== TEXT EXCERPT ==
IN THE APPELLATE COURT OF ILLINOIS SECOND DISTRICT
March 1, 2011
THE PEOPLE OF THE STATE
NATHAN D. KNEBEL,
Appeal from the Circuit Court OF ILLINOIS, of Stephenson County. Honorable Michael P. Bald,Judge, Presiding.
JUSTICE SCHOSTOK delivered the judgment of the court, with opinion. Justices Bowman and Birkett concurred in the judgment and opinion.
Following a bench trial, defendant, Nathan D. Knebel, was found guilty of possessing child pornography (720 ILCS 5/11-20.1(a)(6) (West 2008)) and sentenced to 30 months' probation. Defendant timely appealed and now argues that he was not proved guilty beyond a reasonable doubt. For the reasons that follow, we affirm.
The only question on appeal is whether the photograph that formed the basis of defendant's conviction is "lewd" for purposes of the child pornography statute (see 720 ILCS 5/11-20.1(a)(1)(vii) (West 2008)). In making this determination, the following factors are relevant: "(1) [W]hether the focal point of the visual depiction is on the child's genitals; (2) whether the setting of the visual depiction is sexually suggestive, i.e., in a place or pose generally associated with sexual activity; (3) whether the child is depicted in an unnatural pose, or in inappropriate attire, considering the age of the child; (4) whether the child is fully or partially clothed, or nude; (5) whether the visual depiction suggests sexual coyness or a willingness to engage in sexual activity; and (6) whether the visual depiction is intended to elicit a sexual response in the viewer." People v. Lamborn, 185 Ill. 2d 585, 592 (1999).
See also People v. Sven, 365 Ill. App. 3d 226, 230 (2006). A finding that the photograph is lewd does not require the presence of every factor. Lamborn, 185 Ill. 2d at 592; see also Sven, 365 Ill. App. 3d at 230. Instead, we should judge the photograph in light of its overall content, while taking into consideration the age of the child. Lamborn, 185 Ill. 2d at 592-93; see also Sven, 365 Ill. App. 3d at 230. The parties agree that our standard of review is de novo. Lamborn, 185 Ill. 2d at 590; see also Sven, 365 Ill. App. 3d at 231.

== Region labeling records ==

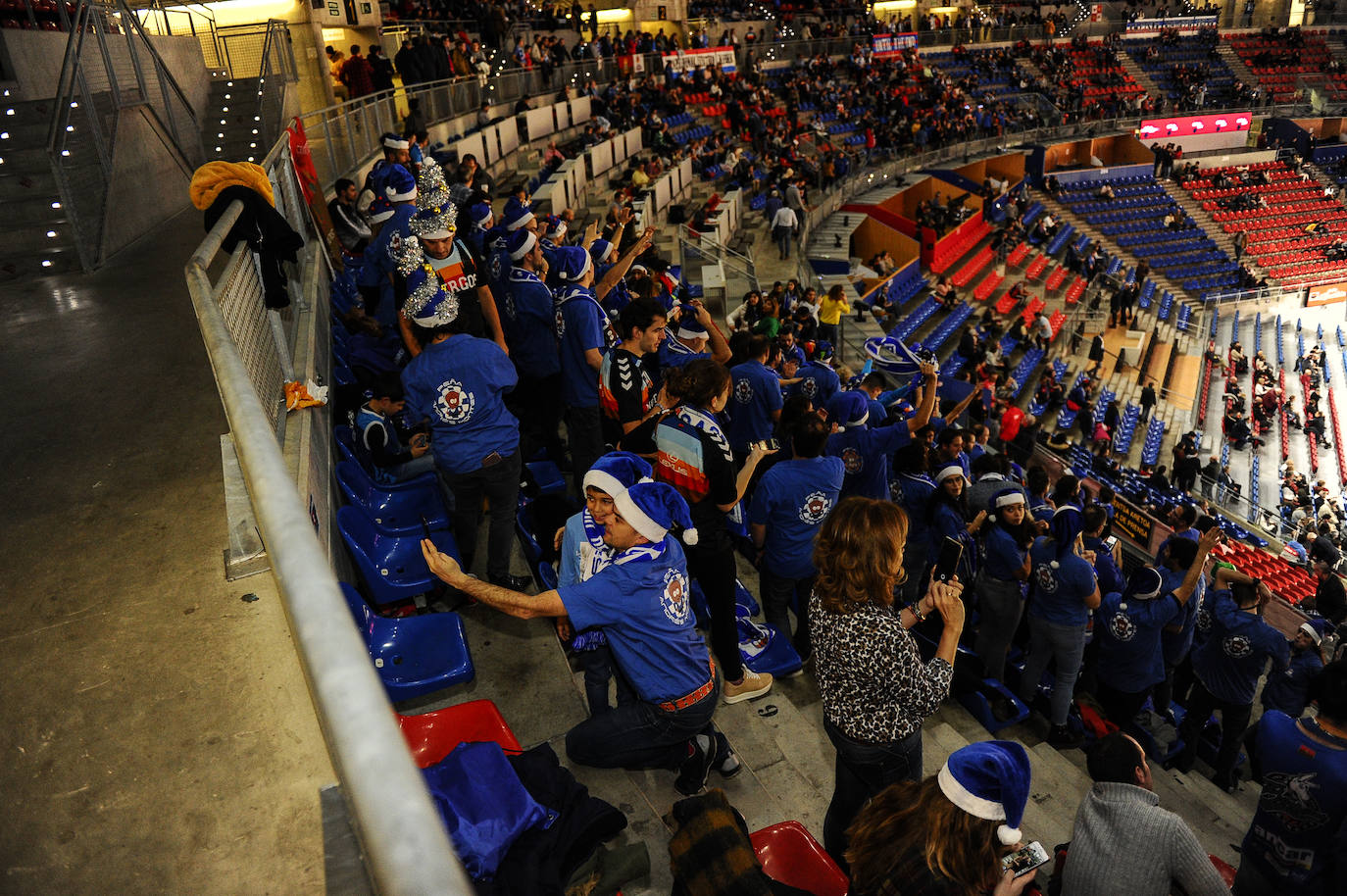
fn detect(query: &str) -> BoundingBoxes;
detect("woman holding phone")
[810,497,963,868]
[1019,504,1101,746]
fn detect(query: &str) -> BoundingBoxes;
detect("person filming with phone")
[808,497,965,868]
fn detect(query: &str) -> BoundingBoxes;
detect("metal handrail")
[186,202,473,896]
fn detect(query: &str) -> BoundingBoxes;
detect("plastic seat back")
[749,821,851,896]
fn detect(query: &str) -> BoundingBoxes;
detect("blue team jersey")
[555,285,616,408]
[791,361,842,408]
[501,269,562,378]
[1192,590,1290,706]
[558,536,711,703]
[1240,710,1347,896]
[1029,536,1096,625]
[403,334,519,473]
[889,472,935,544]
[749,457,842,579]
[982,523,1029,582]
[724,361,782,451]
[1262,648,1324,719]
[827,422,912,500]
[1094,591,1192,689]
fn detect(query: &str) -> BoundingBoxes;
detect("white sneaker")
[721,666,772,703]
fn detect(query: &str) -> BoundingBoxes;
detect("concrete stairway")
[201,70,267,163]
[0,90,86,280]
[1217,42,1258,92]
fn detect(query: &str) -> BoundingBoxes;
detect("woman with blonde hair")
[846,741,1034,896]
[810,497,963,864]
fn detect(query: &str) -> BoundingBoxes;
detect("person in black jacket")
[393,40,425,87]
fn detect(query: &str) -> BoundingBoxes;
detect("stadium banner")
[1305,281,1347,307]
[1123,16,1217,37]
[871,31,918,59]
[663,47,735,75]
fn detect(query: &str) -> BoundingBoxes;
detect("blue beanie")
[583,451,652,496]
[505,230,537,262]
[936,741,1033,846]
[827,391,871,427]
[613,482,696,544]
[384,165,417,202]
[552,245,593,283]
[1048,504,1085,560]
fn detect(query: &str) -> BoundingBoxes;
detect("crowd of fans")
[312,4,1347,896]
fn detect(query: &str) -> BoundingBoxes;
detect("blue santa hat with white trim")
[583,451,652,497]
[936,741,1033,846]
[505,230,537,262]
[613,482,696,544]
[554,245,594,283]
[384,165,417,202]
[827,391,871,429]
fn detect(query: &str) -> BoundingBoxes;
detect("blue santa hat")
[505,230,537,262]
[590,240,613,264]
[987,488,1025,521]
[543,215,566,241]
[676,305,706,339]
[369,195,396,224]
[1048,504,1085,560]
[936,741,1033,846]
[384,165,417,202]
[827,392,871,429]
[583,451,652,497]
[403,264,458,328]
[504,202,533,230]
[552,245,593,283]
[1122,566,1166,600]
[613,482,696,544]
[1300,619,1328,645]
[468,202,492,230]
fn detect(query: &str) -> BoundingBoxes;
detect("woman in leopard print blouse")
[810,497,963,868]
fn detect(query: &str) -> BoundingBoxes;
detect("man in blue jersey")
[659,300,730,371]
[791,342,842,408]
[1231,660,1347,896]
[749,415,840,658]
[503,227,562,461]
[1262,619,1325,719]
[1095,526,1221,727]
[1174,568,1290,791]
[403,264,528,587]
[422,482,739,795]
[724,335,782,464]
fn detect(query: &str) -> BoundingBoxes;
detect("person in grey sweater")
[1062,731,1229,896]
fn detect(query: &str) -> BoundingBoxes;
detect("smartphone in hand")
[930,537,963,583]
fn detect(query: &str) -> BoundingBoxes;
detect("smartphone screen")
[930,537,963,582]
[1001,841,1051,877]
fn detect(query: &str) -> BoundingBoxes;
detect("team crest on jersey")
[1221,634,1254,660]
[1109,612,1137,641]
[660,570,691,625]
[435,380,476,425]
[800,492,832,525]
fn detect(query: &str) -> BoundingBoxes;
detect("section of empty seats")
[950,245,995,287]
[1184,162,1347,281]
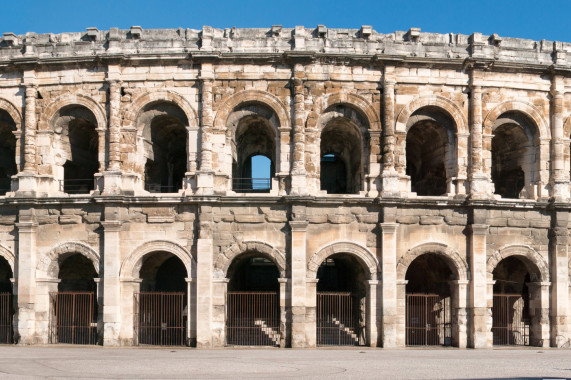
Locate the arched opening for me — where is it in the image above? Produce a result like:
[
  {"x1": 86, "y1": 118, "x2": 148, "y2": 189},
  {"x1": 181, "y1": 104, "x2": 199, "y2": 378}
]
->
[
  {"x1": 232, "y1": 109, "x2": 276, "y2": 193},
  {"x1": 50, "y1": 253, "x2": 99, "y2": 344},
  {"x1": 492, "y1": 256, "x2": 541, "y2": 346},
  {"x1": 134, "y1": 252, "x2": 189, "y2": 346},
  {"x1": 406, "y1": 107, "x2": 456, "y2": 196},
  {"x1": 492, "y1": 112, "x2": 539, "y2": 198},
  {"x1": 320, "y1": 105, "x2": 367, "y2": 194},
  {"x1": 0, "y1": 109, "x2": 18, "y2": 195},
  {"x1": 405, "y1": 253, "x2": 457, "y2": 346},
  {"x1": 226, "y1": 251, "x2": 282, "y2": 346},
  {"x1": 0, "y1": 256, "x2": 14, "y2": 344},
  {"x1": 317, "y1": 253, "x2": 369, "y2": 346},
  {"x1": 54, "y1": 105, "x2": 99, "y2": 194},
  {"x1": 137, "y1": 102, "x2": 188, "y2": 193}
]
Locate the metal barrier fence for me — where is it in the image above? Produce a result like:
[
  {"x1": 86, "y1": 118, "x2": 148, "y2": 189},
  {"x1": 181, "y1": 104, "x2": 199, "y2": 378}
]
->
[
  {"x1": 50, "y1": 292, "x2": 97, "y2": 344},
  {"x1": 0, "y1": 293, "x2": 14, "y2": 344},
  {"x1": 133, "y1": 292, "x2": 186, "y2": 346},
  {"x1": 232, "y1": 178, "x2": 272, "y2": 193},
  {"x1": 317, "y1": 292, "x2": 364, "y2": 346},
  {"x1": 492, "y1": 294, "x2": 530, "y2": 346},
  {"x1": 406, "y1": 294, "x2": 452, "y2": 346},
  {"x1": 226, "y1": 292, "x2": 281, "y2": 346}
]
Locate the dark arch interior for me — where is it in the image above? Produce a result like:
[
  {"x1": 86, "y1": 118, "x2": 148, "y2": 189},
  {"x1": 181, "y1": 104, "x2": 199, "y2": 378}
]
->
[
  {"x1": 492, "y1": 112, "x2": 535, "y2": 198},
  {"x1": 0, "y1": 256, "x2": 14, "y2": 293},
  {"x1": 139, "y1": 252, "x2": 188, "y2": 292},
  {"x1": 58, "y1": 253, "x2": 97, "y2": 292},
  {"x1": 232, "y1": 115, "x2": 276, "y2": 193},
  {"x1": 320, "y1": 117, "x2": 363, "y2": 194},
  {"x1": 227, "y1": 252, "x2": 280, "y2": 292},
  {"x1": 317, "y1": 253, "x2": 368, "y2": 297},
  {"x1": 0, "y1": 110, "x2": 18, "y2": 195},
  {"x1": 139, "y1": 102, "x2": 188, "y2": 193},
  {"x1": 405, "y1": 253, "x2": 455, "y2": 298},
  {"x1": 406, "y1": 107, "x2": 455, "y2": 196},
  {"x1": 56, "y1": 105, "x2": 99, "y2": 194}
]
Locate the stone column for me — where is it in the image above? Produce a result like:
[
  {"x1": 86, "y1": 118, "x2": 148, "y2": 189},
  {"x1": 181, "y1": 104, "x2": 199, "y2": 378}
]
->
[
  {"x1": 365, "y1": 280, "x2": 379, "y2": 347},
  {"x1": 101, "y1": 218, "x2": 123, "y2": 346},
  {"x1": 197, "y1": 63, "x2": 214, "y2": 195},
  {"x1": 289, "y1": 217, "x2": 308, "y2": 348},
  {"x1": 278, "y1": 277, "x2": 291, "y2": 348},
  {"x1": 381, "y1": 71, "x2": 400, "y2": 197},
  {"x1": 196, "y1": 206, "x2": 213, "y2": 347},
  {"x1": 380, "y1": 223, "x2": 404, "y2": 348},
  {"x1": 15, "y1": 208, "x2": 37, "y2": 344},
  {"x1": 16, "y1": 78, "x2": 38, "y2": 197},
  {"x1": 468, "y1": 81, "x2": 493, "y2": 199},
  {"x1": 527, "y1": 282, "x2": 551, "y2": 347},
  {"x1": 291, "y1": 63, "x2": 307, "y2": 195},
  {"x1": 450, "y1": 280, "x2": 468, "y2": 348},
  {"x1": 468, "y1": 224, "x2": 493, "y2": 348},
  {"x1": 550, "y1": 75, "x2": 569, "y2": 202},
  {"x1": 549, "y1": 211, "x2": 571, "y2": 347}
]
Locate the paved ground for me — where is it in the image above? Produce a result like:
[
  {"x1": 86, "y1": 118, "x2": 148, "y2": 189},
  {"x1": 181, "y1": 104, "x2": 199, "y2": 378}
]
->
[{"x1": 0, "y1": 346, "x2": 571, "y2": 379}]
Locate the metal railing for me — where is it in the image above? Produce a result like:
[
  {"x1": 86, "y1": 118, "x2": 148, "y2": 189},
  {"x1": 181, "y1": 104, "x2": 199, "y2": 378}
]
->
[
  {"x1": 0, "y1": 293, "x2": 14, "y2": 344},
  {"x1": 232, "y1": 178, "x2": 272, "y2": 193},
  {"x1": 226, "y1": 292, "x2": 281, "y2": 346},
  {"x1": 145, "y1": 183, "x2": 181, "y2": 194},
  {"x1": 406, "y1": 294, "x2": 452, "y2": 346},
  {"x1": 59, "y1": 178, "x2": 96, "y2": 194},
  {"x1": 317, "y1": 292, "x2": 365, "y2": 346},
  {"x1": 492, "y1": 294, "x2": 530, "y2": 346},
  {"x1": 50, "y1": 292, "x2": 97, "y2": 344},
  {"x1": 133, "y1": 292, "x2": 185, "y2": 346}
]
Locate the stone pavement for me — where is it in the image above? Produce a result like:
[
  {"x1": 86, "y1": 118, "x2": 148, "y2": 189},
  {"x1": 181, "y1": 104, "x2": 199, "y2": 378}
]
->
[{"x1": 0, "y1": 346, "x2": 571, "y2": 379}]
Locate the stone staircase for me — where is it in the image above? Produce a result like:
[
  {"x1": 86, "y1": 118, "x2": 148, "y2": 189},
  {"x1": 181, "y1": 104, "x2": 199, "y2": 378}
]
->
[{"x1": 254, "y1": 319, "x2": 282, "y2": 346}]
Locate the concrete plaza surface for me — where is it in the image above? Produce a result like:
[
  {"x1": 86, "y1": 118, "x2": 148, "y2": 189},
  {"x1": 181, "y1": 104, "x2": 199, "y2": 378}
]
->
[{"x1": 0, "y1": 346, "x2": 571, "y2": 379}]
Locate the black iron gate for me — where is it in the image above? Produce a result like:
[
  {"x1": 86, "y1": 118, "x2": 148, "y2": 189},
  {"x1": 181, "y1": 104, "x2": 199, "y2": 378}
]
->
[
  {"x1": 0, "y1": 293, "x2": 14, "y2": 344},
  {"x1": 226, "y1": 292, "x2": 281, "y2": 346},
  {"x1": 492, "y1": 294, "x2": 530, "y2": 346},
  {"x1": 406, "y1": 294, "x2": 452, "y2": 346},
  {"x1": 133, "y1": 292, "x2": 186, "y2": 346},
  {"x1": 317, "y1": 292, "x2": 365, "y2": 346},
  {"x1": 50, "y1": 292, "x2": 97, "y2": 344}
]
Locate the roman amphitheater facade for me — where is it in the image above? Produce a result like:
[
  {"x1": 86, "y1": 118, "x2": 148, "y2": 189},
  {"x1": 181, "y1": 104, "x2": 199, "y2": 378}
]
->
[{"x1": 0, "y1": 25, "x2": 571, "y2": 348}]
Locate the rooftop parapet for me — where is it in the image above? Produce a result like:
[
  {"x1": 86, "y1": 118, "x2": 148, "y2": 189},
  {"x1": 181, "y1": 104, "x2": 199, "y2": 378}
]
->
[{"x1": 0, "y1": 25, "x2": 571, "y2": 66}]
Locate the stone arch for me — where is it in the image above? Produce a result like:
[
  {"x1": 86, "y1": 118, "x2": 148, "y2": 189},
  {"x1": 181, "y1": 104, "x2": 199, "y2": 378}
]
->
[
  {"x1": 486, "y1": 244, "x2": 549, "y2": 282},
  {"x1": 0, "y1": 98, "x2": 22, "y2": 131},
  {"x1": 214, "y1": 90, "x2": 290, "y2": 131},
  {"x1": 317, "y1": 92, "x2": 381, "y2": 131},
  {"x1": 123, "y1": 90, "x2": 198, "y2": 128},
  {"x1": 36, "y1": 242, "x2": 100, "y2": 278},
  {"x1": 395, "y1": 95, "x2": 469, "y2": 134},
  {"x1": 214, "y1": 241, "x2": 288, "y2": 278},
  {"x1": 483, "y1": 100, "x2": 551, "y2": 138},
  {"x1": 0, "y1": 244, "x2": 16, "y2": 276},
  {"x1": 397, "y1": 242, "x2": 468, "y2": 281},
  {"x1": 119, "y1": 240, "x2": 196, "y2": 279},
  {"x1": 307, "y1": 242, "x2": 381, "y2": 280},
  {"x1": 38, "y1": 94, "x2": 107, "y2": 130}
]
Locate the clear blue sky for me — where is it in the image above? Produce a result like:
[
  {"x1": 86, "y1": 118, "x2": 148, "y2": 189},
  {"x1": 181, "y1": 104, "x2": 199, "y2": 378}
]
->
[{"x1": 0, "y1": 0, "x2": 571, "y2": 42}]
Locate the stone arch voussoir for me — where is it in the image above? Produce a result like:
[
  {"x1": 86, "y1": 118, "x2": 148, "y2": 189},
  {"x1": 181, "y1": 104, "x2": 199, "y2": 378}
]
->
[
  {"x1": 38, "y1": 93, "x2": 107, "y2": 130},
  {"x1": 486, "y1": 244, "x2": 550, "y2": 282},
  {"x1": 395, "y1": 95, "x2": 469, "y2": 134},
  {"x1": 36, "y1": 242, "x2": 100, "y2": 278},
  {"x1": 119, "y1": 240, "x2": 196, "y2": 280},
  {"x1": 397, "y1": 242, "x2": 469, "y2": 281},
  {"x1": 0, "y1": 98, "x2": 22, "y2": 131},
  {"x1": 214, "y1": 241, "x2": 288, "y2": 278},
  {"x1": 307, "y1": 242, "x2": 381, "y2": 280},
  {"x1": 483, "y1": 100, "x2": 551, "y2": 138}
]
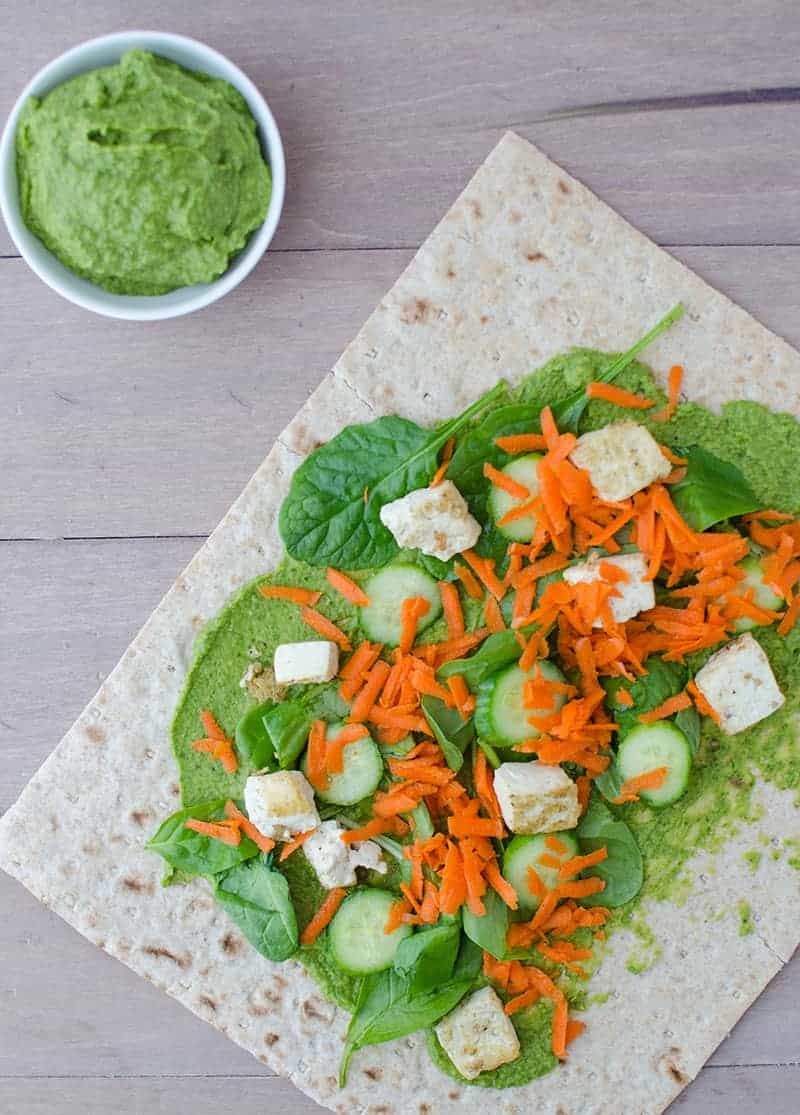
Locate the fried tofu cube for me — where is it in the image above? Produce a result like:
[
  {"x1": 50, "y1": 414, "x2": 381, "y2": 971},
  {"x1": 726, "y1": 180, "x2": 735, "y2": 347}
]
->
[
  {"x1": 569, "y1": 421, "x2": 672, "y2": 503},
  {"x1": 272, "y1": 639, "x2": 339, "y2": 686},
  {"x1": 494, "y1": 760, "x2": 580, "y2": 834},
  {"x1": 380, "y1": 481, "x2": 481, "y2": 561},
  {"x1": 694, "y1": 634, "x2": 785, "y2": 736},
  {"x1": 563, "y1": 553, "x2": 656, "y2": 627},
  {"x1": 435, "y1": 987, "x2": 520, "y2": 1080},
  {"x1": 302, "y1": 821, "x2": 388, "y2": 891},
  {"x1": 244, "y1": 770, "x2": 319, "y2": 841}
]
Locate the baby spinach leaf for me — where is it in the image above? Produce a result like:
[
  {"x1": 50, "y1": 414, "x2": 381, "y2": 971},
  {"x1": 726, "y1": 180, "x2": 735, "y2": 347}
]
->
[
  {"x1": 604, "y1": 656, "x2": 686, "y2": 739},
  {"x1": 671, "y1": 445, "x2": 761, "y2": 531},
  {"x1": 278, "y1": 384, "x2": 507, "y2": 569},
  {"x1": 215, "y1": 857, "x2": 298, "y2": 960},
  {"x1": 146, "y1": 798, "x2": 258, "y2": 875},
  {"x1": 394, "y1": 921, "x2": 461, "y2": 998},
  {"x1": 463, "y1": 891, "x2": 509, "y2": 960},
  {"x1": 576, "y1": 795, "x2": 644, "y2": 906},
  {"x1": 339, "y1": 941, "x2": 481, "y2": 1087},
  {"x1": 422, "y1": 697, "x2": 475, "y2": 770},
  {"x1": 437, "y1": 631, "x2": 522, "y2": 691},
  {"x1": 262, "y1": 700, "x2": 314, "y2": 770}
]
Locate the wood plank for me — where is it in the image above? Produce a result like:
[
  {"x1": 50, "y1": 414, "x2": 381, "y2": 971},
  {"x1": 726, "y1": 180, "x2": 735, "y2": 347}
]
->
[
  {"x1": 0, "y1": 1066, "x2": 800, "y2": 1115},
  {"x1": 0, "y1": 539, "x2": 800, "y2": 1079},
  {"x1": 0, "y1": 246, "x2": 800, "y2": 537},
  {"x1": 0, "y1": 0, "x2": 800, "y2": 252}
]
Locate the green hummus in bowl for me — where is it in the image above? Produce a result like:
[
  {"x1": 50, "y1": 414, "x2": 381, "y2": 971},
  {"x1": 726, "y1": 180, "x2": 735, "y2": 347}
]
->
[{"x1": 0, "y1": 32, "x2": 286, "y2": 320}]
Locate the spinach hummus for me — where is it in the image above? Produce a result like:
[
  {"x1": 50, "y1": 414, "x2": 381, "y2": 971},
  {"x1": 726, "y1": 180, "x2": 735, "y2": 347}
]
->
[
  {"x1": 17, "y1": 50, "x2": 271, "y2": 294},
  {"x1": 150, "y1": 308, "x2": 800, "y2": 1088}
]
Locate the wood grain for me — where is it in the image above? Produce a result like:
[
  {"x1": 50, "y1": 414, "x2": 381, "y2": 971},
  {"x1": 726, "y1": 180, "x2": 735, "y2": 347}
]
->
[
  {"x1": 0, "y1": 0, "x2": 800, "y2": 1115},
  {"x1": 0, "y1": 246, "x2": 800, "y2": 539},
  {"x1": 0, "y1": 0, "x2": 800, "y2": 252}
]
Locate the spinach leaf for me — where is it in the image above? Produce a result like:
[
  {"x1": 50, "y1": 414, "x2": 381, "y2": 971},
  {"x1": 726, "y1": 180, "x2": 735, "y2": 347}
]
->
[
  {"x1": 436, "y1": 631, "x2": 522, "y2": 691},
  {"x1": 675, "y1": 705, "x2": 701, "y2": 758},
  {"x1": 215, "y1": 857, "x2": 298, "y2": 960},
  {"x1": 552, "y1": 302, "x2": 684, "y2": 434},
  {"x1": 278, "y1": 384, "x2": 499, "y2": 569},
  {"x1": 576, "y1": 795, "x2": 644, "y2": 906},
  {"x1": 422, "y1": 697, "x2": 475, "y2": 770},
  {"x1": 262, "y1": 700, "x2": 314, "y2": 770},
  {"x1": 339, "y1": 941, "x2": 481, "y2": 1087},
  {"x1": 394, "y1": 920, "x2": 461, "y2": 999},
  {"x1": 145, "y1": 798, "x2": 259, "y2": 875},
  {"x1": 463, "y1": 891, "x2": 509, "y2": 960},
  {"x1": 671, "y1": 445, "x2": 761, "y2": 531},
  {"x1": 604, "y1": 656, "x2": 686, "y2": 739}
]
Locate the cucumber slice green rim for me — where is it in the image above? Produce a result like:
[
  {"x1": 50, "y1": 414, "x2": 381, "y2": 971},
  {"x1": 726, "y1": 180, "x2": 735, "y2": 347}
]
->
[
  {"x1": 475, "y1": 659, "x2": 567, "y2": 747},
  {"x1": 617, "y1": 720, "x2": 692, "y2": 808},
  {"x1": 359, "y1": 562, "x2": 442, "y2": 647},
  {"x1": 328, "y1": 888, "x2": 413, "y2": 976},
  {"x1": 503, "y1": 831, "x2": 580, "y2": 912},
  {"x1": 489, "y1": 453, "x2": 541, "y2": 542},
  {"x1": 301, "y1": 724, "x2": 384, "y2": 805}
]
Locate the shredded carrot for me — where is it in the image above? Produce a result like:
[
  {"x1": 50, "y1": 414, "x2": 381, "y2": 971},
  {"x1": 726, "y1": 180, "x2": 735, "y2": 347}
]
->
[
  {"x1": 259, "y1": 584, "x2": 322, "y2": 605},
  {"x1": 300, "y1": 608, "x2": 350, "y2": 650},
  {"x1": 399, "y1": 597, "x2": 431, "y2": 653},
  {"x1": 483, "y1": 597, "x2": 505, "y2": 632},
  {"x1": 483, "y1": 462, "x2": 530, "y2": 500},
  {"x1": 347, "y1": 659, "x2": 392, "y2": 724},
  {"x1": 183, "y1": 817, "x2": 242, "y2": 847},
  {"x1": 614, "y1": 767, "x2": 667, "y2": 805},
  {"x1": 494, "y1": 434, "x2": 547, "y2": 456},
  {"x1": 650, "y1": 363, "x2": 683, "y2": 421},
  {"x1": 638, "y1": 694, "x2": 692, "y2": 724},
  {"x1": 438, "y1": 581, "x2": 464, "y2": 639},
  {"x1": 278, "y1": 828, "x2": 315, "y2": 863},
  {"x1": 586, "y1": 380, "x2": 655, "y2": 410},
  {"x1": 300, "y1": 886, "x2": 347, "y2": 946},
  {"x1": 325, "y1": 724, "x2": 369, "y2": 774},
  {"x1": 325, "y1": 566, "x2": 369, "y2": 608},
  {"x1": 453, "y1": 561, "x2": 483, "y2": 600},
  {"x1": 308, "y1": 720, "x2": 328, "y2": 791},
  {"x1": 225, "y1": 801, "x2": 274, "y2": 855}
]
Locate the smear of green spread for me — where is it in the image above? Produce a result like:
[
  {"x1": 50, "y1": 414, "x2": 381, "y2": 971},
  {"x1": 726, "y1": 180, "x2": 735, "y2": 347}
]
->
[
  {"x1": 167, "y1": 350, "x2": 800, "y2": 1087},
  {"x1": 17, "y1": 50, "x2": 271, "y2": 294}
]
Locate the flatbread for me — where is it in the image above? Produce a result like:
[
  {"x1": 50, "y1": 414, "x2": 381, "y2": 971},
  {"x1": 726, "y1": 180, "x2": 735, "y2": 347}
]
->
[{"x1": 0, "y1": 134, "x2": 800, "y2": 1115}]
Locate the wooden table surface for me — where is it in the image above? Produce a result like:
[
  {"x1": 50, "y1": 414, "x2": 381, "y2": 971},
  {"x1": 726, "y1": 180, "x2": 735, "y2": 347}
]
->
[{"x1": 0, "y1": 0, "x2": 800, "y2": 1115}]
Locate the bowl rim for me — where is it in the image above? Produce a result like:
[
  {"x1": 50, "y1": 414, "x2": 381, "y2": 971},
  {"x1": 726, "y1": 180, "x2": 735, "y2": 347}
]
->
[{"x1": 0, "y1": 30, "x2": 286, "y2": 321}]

== TASK TO COMPLETE ==
Using the appellate opinion, decide whether each statement agrees with it. Answer yes or no for each and quote the words that settle it.
1. The defendant was sentenced to 30 months' probation.
2. A photograph can be found lewd only if every listed factor is present.
3. The parties disagree about the standard of review.

== EXPECTED ANSWER ==
1. Yes: "sentenced to 30 months' probation"
2. No: "A finding that the photograph is lewd does not require the presence of every factor."
3. No: "The parties agree that our standard of review is de novo."